RECORDED INFORMATION:
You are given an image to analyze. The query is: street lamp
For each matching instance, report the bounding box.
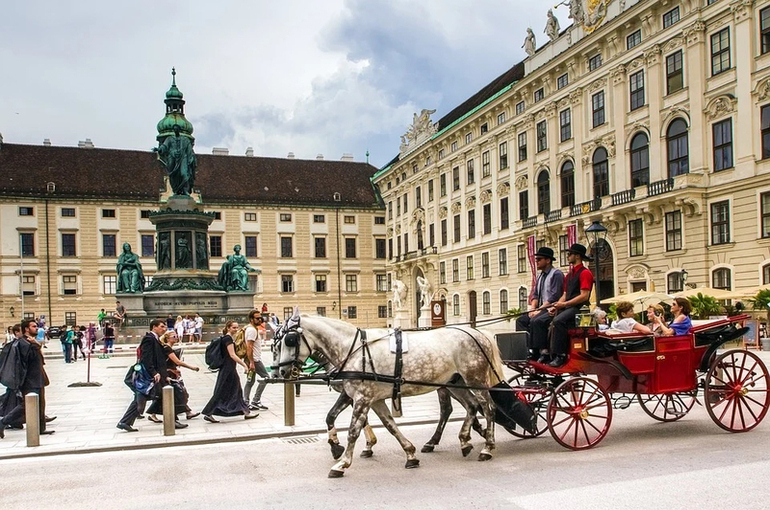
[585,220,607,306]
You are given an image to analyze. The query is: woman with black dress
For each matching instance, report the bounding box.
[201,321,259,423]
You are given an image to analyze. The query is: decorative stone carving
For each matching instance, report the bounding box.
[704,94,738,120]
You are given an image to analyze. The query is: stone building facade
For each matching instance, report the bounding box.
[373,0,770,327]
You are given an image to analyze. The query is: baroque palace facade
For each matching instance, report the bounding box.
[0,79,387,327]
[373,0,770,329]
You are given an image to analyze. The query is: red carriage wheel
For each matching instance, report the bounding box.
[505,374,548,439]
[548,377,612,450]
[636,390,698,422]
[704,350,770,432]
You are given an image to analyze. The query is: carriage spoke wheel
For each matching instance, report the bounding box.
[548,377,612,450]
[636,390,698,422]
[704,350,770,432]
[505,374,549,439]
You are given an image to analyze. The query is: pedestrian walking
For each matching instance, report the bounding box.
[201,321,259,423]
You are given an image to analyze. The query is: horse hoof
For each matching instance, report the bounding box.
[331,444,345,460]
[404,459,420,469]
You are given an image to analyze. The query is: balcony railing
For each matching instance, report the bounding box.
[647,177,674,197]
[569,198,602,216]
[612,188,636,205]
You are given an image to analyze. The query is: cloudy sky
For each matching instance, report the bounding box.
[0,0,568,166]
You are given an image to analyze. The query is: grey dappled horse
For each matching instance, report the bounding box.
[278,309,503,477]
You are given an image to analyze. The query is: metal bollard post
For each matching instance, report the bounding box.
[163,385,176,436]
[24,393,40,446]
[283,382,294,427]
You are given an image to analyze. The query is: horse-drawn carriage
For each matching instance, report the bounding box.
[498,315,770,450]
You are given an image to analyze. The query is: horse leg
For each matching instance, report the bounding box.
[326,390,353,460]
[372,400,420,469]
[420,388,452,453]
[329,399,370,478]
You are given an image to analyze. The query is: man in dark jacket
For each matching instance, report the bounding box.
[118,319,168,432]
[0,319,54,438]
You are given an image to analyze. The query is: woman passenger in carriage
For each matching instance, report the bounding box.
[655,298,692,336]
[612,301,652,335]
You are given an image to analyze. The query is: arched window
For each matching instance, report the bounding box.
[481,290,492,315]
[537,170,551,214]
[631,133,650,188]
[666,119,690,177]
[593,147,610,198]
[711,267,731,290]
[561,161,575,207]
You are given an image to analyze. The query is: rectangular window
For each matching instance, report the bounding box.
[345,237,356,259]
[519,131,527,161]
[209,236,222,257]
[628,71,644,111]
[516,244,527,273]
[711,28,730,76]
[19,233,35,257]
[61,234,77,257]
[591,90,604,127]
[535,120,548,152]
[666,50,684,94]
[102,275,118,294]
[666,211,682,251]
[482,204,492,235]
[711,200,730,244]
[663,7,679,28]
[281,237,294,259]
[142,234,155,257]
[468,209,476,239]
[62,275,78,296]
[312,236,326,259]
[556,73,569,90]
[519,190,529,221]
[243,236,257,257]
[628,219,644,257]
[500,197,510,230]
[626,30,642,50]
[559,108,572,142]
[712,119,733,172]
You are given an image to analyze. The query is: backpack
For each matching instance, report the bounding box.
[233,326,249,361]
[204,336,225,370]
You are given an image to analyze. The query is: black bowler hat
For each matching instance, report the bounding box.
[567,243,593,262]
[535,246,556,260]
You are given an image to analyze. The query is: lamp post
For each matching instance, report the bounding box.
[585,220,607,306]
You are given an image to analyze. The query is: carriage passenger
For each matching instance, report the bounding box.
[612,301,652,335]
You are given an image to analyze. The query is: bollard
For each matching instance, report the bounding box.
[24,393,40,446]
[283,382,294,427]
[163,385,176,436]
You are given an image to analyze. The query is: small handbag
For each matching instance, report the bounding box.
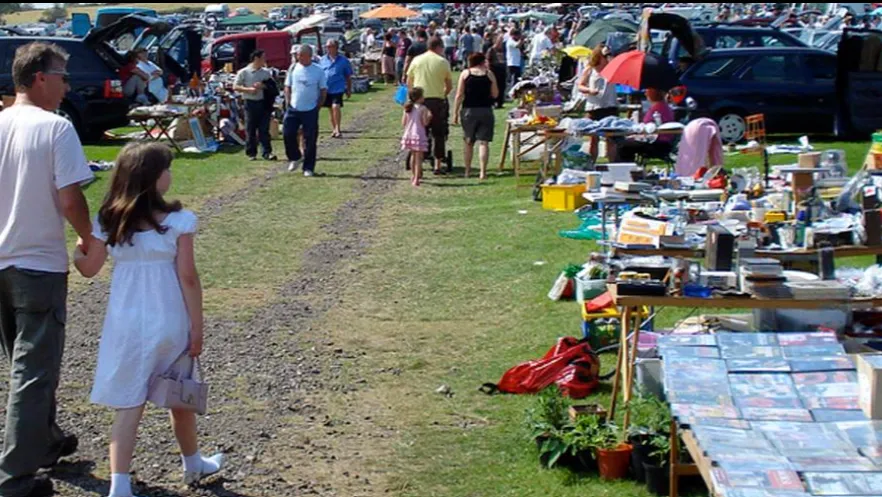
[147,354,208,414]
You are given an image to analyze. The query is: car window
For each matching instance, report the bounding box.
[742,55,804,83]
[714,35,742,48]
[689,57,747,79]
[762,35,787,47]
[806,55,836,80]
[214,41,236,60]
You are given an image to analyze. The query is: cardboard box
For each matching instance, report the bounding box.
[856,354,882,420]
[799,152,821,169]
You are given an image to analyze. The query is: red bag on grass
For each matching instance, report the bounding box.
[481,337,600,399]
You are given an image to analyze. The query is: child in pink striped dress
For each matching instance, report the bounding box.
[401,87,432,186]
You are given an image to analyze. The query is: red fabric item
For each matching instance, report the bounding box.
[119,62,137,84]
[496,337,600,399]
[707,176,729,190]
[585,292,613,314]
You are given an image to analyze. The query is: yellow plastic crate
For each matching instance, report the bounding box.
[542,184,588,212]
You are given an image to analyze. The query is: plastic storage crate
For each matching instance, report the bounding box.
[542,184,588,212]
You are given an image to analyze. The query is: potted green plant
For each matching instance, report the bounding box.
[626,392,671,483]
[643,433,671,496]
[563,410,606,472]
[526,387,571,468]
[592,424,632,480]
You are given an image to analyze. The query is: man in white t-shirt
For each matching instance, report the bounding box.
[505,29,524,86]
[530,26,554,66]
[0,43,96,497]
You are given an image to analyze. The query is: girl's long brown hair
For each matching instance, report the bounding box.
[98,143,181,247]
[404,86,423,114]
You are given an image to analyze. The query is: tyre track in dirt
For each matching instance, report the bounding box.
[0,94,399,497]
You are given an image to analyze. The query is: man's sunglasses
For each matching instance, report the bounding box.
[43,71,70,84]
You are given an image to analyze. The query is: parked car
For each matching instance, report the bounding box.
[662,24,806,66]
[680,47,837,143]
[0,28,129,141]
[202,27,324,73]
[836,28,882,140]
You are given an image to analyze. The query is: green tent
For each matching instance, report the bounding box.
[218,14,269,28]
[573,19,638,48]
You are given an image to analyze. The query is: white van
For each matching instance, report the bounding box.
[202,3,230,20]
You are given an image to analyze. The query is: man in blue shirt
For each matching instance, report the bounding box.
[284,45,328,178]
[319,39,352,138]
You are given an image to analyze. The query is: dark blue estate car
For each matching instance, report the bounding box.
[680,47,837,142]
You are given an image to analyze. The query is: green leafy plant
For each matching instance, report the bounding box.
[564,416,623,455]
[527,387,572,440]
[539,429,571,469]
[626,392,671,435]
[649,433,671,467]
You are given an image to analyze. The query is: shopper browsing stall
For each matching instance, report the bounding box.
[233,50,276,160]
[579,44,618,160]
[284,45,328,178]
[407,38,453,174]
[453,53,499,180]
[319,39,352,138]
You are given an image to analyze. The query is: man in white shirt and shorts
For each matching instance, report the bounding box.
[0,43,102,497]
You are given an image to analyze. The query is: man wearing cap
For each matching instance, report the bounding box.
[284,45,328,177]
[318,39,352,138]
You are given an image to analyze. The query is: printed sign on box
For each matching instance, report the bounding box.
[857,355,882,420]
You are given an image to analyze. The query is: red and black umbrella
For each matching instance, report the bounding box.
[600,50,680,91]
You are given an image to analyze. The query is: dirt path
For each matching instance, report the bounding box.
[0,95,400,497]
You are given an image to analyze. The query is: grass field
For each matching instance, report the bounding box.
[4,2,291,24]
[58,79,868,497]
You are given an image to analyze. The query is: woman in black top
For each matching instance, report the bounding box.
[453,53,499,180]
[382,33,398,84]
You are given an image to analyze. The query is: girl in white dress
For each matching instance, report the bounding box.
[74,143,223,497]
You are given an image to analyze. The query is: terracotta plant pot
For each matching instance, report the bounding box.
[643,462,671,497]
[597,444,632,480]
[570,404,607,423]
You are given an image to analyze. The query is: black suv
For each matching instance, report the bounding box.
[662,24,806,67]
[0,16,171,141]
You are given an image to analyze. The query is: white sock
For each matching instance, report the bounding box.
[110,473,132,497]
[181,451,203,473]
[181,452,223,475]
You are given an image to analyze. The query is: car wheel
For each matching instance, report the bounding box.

SHORT EXERCISE:
Copy out all of the records above word for word, leaving the pictures out.

RESPONSE TO THE EXERCISE:
You are given an image to analyze. The query is: street lamp
For each matching instance, report the bounding box.
[585,220,607,306]
You are given an image to analyze. The query is: woman with black dress
For each matching instance, report the bounding box.
[201,321,259,423]
You are given an image to analyze. The query is: decorative stone carving
For each matching instance, report the bounding box.
[704,94,738,120]
You are given an image to analyze. The query is: stone building facade
For each matching instance, report the bounding box.
[373,0,770,327]
You are given an image to analyze. The query is: baroque palace facade
For each matching instance, report the bounding box.
[0,79,387,327]
[373,0,770,329]
You are given an image to analyze. The query is: red carriage wheel
For each matching instance, report the bounding box.
[505,374,548,439]
[548,377,612,450]
[636,390,698,422]
[704,350,770,432]
You are given an image to analyze. The query is: carriage spoke wheel
For each matching instance, report the bounding box.
[548,377,612,450]
[636,390,698,422]
[704,350,770,432]
[505,374,549,439]
You are given an image to analyze. The query is: pedestrian walking
For each matching instance, report the bounding box.
[201,321,259,423]
You are given an image to analyze. The query is: horse hoof
For each matching instance, report the bounding box.
[331,444,345,460]
[404,459,420,469]
You are given an image to analyze. The query is: balcony railing
For each matching instance, report the bounding box.
[647,177,674,197]
[569,198,602,216]
[612,188,636,205]
You are given an image to analyze. The query is: cloudy sky
For each matching instance, report the bounding box.
[0,0,568,166]
You are given an image to analyze. The query is: grey dappled horse
For each matching instance, report the bounding box.
[278,309,503,477]
You are given an image to analyze. The query is: metal bollard post
For each matching instance, report the bounding box.
[163,385,176,436]
[24,393,40,446]
[283,382,294,427]
You are given an image to analyze. The query is: horse-drawn carriage
For each matching instance, report the bounding box.
[498,315,770,450]
You are given an image to analyze. The query is: horse leg
For each matching instance, report the bounding box.
[326,390,353,460]
[372,400,420,469]
[420,388,452,453]
[329,399,370,478]
You are given an image to analyze. The query is: man in dark jacket
For each matching instance, report the bounding box.
[118,319,168,432]
[0,319,54,438]
You are given an image to analyze. The query is: woman passenger in carriage
For each matching instance, report the bounding box.
[655,298,692,336]
[612,301,652,335]
You are given an image to analyze. The query is: arched window
For each matching instance, report the bounding box.
[481,290,492,315]
[537,170,551,214]
[631,133,650,188]
[666,119,690,177]
[593,147,610,198]
[711,267,731,290]
[561,161,575,207]
You are given an image to analyze. The query is: rectangular window
For each matching instance, report the bounding box.
[345,237,356,259]
[519,131,527,161]
[209,236,222,257]
[628,71,644,111]
[516,244,527,273]
[711,28,730,76]
[19,233,35,257]
[61,234,77,257]
[591,90,604,127]
[535,120,548,152]
[666,50,684,94]
[102,275,118,294]
[666,211,682,251]
[482,204,492,235]
[711,200,730,244]
[663,7,679,28]
[281,237,294,259]
[142,234,155,257]
[468,209,476,239]
[62,275,78,296]
[312,236,326,259]
[556,73,569,90]
[519,190,529,221]
[243,236,257,257]
[628,219,644,257]
[500,197,510,230]
[626,30,642,50]
[559,108,572,142]
[712,119,733,172]
You are given an image to analyze. The query is: backpack
For each matching instance, report the bounding box.
[233,326,249,361]
[204,336,225,370]
You are given an image to analyze. The query is: black bowler hat
For each matching instance, report the bounding box.
[567,243,593,262]
[535,246,556,260]
You are given an image to analyze. The query is: lamp post
For each matching instance, report the bounding box.
[585,220,607,306]
You are given an image to analyze. The query is: carriage passenger
For each matching instance, report the bounding box.
[612,301,652,335]
You are given an image to analyze. The query is: bollard
For each matching instance, report the bounding box.
[24,393,40,446]
[283,382,294,427]
[163,385,176,436]
You are given an image to analyze. The query is: small handbag
For each matching instance, report the bounding box.
[147,354,208,414]
You are given an image to analyze. The query is: car window
For each matching instance, report the bounding box.
[742,55,804,83]
[714,35,742,48]
[689,57,747,79]
[762,35,787,47]
[806,55,836,80]
[214,41,236,60]
You are given an image to analyze. The query is: cardboard box
For each matching instance, report the bounding box.
[856,354,882,420]
[799,152,821,169]
You are given an image to analyze. The query is: red bag on grass
For each matching instance, report the bounding box.
[481,337,600,399]
You are given an image to analyze. The query is: child in pink striped dress
For each matching instance, report the bounding box.
[401,87,432,186]
You are given an image to analyze. The query is: red fabric item
For each matching instance, report the bounding box.
[119,62,137,84]
[496,337,600,399]
[707,176,729,190]
[585,292,613,314]
You are given an image to analyze. The query is: yellow plastic crate
For each matching instance, report the bounding box.
[542,184,588,212]
You are given an image to analyze. The query is: plastic storage crate
For each matching instance, report the bounding box.
[542,184,588,212]
You are given an image to analyze. The query is: potted green plant
For each matching instance, report the bounding box.
[626,392,671,483]
[643,433,671,496]
[563,410,606,472]
[526,387,571,468]
[592,424,632,480]
You are given an image to analyze. The query is: man in white t-shirt
For each matching instance, report the bounding box.
[505,29,524,86]
[530,26,554,66]
[0,43,96,497]
You are given an image to analyze. The query is: girl's long brown hair
For each matching instance, report the bounding box.
[98,143,181,247]
[404,86,423,114]
You are given an image to analyze. The query is: tyre track in dirt
For each matching instance, report the bounding box.
[0,94,399,497]
You are given an image to analyze. The query is: man's sunglasses
For each matching instance, report the bounding box.
[43,71,70,84]
You are given an image to analyze. The query is: parked car
For each matching instance, report the bounding box.
[662,24,806,66]
[680,47,837,143]
[0,28,129,141]
[202,27,324,73]
[836,28,882,140]
You are given an image to analyze. The query is: green tent
For each matching instance, report the bounding box.
[218,14,269,28]
[573,19,638,48]
You are given an image to analyze. The query is: white van
For each matching instance, report the bounding box.
[202,3,230,20]
You are given an image to analyze. The query is: man in blue shirt
For each matching instance, report the bounding box.
[284,45,328,178]
[319,39,352,138]
You are given an image to analyze. The query is: dark blue estate car
For each matching instance, report the bounding box.
[680,47,837,142]
You are given an image to analyze. The query is: green leafy plant
For each matching instance, report the bounding box.
[564,416,623,455]
[527,387,572,440]
[539,429,571,469]
[626,392,671,435]
[649,433,671,467]
You are given an image to analyze. The query is: shopper browsing stall
For each matching instance, report the bounding box.
[233,50,276,160]
[579,44,618,160]
[284,45,328,178]
[407,38,453,174]
[453,53,499,180]
[319,39,352,138]
You are given an image to analyze. The query is: man in white shirt and shorts
For each matching instance, report the bounding box.
[0,43,102,497]
You are given an image to analyze. The query is: man wearing cap
For each matching instance, report the bounding box.
[284,45,328,177]
[318,39,352,138]
You are given an image to analyze. The query is: printed sign on box
For each matching instance, report the bounding box.
[857,355,882,420]
You are given an image to analyze. The query is: red and black umbrella
For each matching instance, report the bounding box.
[600,50,680,91]
You are given an image to analyze. The query is: dirt path
For each matching instance, report the bounding box.
[0,95,400,497]
You are given an image to analyze. The query is: grass field
For each matching instance, report the bounding box.
[4,2,291,24]
[58,79,868,497]
You are given an image to analyze. The query is: woman in black top
For each matching instance, report the bounding box.
[453,53,499,180]
[382,33,398,84]
You are given an image to analyze. The query is: girl in white dress
For each matching instance, report the bounding box.
[74,143,223,497]
You are given an image to analyze. The query is: terracotta plant pot
For each matching instance, report the bounding box.
[643,462,671,497]
[597,444,632,480]
[570,404,607,423]
You are given an image to analyze. The query is: black suv
For each matching instance, report the bounding box.
[662,24,806,67]
[0,16,171,141]
You are given an image to analyze. The query is: white sock
For each matching instance, report the bounding box.
[110,473,132,497]
[181,451,203,473]
[181,452,223,475]
You are given an image to analyze. The query is: car wheel
For each matching instance, report the bounding box.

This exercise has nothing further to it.